** Opening Input for this task block **

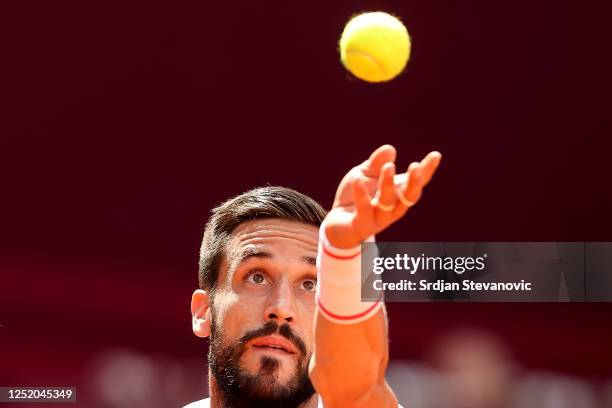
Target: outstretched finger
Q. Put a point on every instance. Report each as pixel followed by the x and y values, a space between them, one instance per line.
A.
pixel 429 165
pixel 386 198
pixel 411 191
pixel 361 198
pixel 384 154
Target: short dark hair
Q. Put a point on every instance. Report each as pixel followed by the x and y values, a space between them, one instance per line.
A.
pixel 259 203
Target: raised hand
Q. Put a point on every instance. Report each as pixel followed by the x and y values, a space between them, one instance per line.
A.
pixel 371 196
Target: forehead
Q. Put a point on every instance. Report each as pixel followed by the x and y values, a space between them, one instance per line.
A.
pixel 275 235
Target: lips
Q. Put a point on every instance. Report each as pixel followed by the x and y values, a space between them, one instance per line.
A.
pixel 275 343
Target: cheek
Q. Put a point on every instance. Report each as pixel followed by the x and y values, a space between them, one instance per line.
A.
pixel 306 331
pixel 238 315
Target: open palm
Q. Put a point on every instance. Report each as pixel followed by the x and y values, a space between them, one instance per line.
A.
pixel 371 196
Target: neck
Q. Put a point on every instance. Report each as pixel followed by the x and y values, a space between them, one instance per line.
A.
pixel 217 399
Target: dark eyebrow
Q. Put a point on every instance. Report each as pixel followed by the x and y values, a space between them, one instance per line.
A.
pixel 258 253
pixel 311 260
pixel 251 253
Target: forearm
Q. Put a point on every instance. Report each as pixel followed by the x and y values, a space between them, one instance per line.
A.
pixel 351 344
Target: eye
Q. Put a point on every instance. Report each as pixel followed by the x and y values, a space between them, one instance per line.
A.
pixel 257 278
pixel 309 284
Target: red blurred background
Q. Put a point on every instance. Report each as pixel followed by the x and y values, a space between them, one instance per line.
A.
pixel 124 122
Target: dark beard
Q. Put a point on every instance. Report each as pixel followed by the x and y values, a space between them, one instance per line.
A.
pixel 239 389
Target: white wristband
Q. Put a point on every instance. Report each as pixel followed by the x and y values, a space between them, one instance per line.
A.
pixel 339 283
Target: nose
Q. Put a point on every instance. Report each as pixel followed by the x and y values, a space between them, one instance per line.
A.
pixel 281 306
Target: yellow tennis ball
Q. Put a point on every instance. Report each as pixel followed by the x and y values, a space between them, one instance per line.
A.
pixel 375 46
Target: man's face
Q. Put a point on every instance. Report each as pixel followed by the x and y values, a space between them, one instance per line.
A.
pixel 262 310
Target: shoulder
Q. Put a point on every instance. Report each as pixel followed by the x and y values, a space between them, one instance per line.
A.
pixel 205 403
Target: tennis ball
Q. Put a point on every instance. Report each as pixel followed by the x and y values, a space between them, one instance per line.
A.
pixel 375 46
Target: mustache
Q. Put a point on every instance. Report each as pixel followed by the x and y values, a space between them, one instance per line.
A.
pixel 270 328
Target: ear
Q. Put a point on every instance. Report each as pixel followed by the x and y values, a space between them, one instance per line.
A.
pixel 200 313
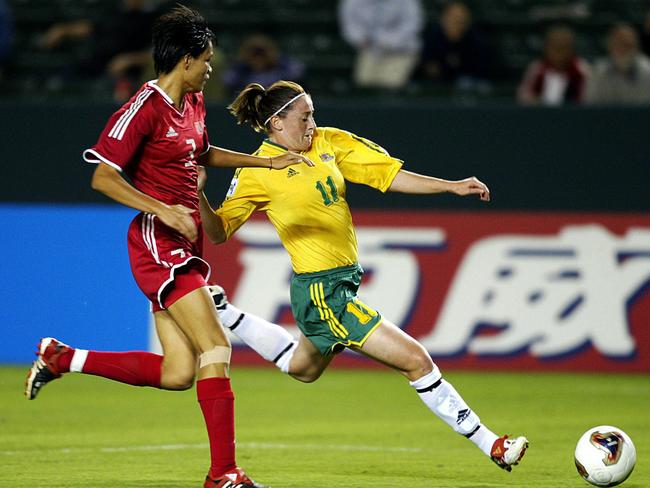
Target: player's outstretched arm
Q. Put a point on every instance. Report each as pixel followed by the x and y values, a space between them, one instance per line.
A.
pixel 109 181
pixel 408 182
pixel 224 158
pixel 212 223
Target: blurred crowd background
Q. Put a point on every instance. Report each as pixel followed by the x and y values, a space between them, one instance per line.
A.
pixel 531 52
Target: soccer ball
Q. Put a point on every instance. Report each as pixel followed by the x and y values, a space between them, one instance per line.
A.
pixel 605 456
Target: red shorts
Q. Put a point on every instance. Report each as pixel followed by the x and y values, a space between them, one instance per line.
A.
pixel 158 254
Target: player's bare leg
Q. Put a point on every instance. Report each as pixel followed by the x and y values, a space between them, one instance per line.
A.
pixel 307 363
pixel 391 346
pixel 197 318
pixel 179 358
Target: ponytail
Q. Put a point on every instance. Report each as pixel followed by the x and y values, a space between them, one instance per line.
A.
pixel 255 105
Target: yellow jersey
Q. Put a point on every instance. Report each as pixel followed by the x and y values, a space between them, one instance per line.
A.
pixel 307 205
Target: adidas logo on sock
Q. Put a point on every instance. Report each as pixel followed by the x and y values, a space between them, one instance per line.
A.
pixel 462 415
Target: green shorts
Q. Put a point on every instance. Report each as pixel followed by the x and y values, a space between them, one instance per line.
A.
pixel 328 311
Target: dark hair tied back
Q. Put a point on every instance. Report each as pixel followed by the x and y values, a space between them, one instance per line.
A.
pixel 179 32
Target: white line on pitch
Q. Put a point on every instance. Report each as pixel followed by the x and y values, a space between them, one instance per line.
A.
pixel 245 445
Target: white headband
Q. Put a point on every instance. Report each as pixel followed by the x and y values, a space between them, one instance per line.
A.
pixel 284 106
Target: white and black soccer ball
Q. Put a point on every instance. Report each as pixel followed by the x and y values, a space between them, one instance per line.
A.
pixel 605 456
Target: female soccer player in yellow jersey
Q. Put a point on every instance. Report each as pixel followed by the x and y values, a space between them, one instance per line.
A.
pixel 314 224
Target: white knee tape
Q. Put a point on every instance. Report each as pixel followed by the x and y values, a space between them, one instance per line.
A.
pixel 219 354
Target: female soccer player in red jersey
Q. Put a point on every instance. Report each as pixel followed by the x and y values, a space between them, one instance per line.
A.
pixel 157 139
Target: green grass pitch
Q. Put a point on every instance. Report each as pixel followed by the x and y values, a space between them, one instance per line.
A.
pixel 352 428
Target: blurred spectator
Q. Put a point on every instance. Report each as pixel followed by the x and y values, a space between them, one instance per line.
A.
pixel 119 45
pixel 559 77
pixel 624 76
pixel 260 61
pixel 645 35
pixel 6 33
pixel 454 52
pixel 386 35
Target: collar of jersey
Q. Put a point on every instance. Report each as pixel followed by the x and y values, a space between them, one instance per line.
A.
pixel 274 146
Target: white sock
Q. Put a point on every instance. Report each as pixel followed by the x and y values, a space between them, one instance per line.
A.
pixel 271 341
pixel 443 400
pixel 78 360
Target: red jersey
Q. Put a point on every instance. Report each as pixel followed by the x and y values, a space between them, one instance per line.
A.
pixel 155 144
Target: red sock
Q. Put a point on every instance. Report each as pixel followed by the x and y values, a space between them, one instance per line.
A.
pixel 134 368
pixel 218 405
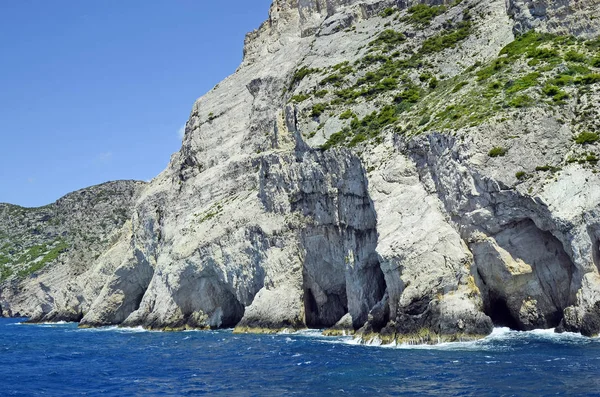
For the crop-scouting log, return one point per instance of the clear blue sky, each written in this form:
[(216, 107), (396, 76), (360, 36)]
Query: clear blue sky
[(92, 91)]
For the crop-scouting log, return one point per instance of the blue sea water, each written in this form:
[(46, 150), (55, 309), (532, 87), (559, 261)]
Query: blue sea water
[(62, 360)]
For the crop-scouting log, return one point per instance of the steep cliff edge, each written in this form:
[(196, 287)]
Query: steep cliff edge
[(402, 171), (43, 249)]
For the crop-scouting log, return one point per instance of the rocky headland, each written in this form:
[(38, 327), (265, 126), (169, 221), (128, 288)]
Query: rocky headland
[(398, 170)]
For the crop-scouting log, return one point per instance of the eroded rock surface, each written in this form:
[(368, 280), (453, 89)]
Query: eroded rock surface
[(339, 180)]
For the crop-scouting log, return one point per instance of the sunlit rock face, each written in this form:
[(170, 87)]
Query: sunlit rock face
[(376, 172)]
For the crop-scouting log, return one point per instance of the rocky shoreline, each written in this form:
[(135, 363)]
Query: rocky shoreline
[(397, 171)]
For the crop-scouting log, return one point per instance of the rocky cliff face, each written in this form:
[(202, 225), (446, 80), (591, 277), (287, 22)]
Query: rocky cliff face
[(403, 171), (42, 249)]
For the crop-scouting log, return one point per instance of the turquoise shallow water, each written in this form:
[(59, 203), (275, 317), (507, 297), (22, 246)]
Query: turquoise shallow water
[(62, 360)]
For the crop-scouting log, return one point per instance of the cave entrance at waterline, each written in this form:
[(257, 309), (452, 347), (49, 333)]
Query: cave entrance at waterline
[(524, 275), (500, 314)]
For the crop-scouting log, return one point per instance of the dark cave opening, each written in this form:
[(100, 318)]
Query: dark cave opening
[(500, 314)]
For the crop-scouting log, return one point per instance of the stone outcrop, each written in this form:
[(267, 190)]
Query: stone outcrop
[(415, 232)]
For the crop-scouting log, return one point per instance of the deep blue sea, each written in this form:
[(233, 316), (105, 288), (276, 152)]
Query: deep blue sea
[(62, 360)]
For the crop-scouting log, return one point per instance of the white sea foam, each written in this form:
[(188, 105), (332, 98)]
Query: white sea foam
[(501, 339)]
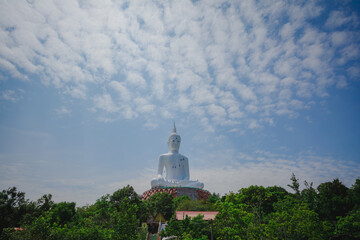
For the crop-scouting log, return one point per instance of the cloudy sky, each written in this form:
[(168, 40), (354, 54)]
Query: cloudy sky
[(89, 91)]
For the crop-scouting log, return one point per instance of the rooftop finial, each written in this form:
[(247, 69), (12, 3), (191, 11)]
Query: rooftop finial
[(174, 128)]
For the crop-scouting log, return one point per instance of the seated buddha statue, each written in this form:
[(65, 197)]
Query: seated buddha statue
[(173, 170)]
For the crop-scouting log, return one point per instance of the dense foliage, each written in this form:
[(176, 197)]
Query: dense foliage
[(330, 211)]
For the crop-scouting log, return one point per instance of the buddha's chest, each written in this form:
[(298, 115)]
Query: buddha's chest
[(176, 162)]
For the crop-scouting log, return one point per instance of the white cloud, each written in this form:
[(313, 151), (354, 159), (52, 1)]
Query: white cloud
[(252, 59), (271, 169), (63, 111), (105, 103), (11, 95)]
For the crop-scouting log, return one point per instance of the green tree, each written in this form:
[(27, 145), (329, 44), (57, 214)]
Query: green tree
[(295, 185), (161, 203), (13, 206), (348, 227), (294, 220), (354, 195), (129, 193), (332, 201)]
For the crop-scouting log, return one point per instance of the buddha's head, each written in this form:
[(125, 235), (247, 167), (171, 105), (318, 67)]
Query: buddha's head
[(174, 141)]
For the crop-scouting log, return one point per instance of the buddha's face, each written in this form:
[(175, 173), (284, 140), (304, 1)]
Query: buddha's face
[(174, 143)]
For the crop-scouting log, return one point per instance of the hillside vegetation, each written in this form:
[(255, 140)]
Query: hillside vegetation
[(329, 211)]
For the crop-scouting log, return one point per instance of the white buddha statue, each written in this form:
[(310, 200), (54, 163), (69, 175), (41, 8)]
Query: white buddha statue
[(173, 170)]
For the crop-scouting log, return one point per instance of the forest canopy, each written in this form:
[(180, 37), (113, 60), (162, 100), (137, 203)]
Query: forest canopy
[(328, 211)]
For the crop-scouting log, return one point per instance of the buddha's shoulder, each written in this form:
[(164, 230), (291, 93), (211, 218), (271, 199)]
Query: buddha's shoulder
[(172, 155)]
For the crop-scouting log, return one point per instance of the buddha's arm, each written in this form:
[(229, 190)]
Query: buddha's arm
[(187, 174), (161, 166)]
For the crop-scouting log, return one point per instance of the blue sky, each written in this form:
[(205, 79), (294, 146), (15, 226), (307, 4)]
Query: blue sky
[(89, 91)]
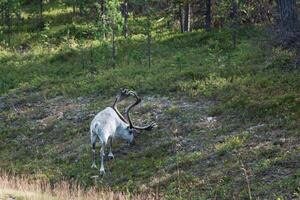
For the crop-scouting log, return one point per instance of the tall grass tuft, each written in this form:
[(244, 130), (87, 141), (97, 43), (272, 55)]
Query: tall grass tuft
[(27, 189)]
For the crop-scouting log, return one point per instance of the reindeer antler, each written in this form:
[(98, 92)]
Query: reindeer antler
[(121, 96), (138, 100)]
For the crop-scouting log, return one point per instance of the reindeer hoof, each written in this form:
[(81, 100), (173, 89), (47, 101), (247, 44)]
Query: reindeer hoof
[(102, 171), (111, 156), (94, 166)]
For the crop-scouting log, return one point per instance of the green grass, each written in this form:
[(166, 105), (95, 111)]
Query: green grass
[(249, 85)]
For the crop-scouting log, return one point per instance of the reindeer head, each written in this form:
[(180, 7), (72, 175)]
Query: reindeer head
[(131, 129)]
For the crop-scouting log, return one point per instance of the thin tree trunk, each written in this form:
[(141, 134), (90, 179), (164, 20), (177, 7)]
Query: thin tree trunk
[(186, 24), (288, 14), (8, 22), (208, 15), (149, 40), (125, 14), (234, 22), (41, 24), (181, 17), (113, 47)]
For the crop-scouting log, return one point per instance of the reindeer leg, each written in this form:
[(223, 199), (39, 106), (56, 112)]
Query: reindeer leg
[(110, 155), (102, 171), (94, 155)]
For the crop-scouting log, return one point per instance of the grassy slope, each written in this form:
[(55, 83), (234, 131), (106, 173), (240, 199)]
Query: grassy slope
[(254, 102)]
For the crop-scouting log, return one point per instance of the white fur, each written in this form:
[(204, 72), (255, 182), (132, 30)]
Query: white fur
[(105, 125), (108, 124)]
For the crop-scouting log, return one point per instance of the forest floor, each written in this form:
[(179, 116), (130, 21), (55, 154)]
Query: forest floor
[(191, 154), (228, 118)]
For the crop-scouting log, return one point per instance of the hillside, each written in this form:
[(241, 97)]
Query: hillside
[(228, 118)]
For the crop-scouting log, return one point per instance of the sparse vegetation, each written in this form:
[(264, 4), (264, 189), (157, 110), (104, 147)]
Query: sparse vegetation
[(217, 107)]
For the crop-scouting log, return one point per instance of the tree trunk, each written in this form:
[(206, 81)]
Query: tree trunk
[(113, 47), (181, 16), (187, 17), (233, 16), (288, 14), (208, 15), (125, 14), (41, 23), (149, 40)]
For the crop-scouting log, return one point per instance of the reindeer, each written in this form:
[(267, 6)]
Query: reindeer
[(110, 123)]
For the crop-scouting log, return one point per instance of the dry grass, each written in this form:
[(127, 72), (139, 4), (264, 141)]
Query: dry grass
[(13, 187)]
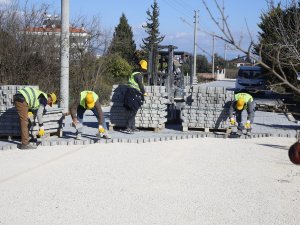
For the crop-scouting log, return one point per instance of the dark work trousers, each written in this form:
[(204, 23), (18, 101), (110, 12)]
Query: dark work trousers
[(22, 109), (131, 119), (81, 111)]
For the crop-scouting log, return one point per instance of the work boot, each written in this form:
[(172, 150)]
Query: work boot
[(128, 131), (105, 136), (78, 136), (28, 146)]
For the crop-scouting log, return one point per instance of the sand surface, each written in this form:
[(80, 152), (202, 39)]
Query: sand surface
[(194, 181)]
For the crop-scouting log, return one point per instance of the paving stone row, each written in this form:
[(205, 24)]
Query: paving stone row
[(152, 114), (9, 120), (206, 107), (70, 142)]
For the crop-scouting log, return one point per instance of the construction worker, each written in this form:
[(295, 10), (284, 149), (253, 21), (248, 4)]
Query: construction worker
[(242, 101), (33, 100), (134, 96), (88, 100)]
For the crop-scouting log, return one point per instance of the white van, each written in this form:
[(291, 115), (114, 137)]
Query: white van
[(251, 79)]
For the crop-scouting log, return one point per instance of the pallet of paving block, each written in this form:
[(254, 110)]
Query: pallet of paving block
[(113, 127), (205, 129)]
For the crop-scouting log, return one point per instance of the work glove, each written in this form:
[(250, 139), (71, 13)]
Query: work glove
[(232, 121), (77, 125), (101, 130), (41, 132), (248, 124)]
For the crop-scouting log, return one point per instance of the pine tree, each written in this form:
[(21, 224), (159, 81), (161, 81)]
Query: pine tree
[(122, 42), (151, 28)]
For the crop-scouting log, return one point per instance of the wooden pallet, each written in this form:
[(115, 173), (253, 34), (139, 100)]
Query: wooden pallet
[(9, 137)]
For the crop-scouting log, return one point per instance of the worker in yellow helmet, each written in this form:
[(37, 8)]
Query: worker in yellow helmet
[(242, 101), (134, 96), (31, 100), (88, 100)]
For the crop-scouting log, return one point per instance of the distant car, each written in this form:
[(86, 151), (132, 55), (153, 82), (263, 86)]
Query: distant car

** Closing Input for this task block **

* [Task objective]:
Only the lines from the beginning of the listing through the line with "Target: raised hand", both ends included, are to be repeated exactly; pictures stay out.

* [Answer to this task]:
Target: outstretched finger
Q. Put a point on every instance. Report each as pixel followed by the x and y values, a space between them, one instance per line.
A.
pixel 429 165
pixel 386 198
pixel 411 191
pixel 361 198
pixel 384 154
Target: short dark hair
Q. Put a point on every instance. Report each as pixel followed by the x and y values, a space between them, one instance per line.
A.
pixel 259 203
Target: raised hand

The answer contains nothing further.